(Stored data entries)
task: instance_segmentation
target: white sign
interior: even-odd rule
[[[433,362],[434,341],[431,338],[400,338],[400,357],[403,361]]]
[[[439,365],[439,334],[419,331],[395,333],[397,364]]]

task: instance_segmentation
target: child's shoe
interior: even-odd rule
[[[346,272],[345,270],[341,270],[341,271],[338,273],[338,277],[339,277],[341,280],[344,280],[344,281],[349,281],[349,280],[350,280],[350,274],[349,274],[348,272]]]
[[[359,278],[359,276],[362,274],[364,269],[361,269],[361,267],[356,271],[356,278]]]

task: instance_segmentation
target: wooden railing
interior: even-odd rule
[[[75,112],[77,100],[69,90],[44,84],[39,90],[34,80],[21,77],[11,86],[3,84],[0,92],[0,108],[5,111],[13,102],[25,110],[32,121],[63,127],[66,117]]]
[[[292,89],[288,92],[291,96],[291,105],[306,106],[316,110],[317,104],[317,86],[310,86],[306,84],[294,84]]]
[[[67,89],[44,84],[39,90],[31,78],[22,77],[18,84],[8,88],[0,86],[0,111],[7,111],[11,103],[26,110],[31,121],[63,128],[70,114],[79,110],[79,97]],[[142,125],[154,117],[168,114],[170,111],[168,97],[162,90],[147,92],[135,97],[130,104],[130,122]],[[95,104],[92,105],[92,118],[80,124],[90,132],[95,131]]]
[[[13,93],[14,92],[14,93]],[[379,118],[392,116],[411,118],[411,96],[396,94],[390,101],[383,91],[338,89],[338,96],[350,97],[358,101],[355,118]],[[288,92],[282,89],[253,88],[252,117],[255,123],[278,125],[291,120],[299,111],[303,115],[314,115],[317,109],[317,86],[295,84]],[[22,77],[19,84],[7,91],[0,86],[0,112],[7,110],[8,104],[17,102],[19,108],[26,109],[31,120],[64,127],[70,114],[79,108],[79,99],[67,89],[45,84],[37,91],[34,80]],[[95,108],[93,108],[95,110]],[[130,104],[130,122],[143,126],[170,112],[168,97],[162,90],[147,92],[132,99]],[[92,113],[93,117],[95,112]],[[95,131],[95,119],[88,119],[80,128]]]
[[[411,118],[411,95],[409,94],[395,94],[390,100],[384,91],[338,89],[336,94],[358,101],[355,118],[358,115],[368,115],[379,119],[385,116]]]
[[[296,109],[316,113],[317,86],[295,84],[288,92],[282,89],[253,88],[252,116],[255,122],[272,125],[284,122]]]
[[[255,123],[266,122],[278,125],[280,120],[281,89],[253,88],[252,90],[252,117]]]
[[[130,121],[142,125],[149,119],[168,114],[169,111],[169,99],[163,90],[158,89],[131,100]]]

Exercise prompt: Line by line, retype the records with no changes.

Problem solution:
task: instance_segmentation
target: white sign
interior: even-odd rule
[[[433,362],[434,341],[431,338],[400,338],[400,357],[403,361]]]
[[[439,365],[439,334],[419,331],[395,333],[397,364]]]

task: instance_segmentation
target: child's shoe
interior: even-odd rule
[[[346,272],[345,270],[341,270],[341,271],[338,273],[338,277],[339,277],[341,280],[344,280],[344,281],[349,281],[349,280],[350,280],[350,274],[349,274],[348,272]]]
[[[359,278],[359,276],[362,274],[364,269],[361,269],[361,267],[356,271],[356,278]]]

task: instance_segmentation
target: wooden railing
interior: even-odd rule
[[[75,112],[77,100],[69,90],[44,84],[39,90],[34,80],[21,77],[11,86],[3,84],[0,92],[0,108],[5,111],[13,102],[25,110],[32,121],[63,127],[66,117]]]
[[[292,89],[288,92],[291,96],[291,105],[306,106],[316,110],[317,104],[317,86],[310,86],[306,84],[294,84]]]
[[[67,89],[44,84],[39,90],[31,78],[22,77],[18,84],[8,88],[0,86],[0,111],[7,111],[11,103],[26,110],[31,121],[63,128],[70,114],[79,110],[79,97]],[[142,125],[154,117],[168,114],[170,111],[168,97],[162,90],[147,92],[135,97],[130,104],[130,122]],[[95,104],[92,105],[92,118],[80,124],[90,132],[95,131]]]
[[[13,93],[14,92],[14,93]],[[379,118],[392,116],[411,118],[411,96],[396,94],[390,101],[383,91],[338,89],[338,96],[350,97],[358,101],[355,118]],[[288,92],[282,89],[253,88],[252,117],[255,123],[278,125],[291,120],[299,111],[303,115],[314,115],[317,109],[317,86],[295,84]],[[22,77],[19,84],[7,91],[0,86],[0,112],[7,110],[8,104],[17,102],[19,108],[26,109],[31,120],[64,127],[70,114],[79,108],[79,99],[67,89],[45,84],[37,91],[34,80]],[[95,108],[93,108],[95,110]],[[130,104],[130,122],[143,126],[170,112],[168,97],[162,90],[147,92],[132,99]],[[92,113],[93,117],[95,112]],[[95,131],[95,119],[88,119],[80,128]]]
[[[411,118],[411,95],[409,94],[395,94],[390,100],[384,91],[338,89],[336,94],[358,101],[355,118],[358,115],[368,115],[379,119],[385,116]]]
[[[296,109],[316,113],[317,86],[295,84],[288,92],[282,89],[253,88],[252,116],[255,122],[272,125],[284,122]]]
[[[255,123],[266,122],[278,125],[280,120],[281,89],[253,88],[252,90],[252,117]]]
[[[130,121],[142,125],[149,119],[168,114],[169,111],[169,99],[163,90],[158,89],[131,100]]]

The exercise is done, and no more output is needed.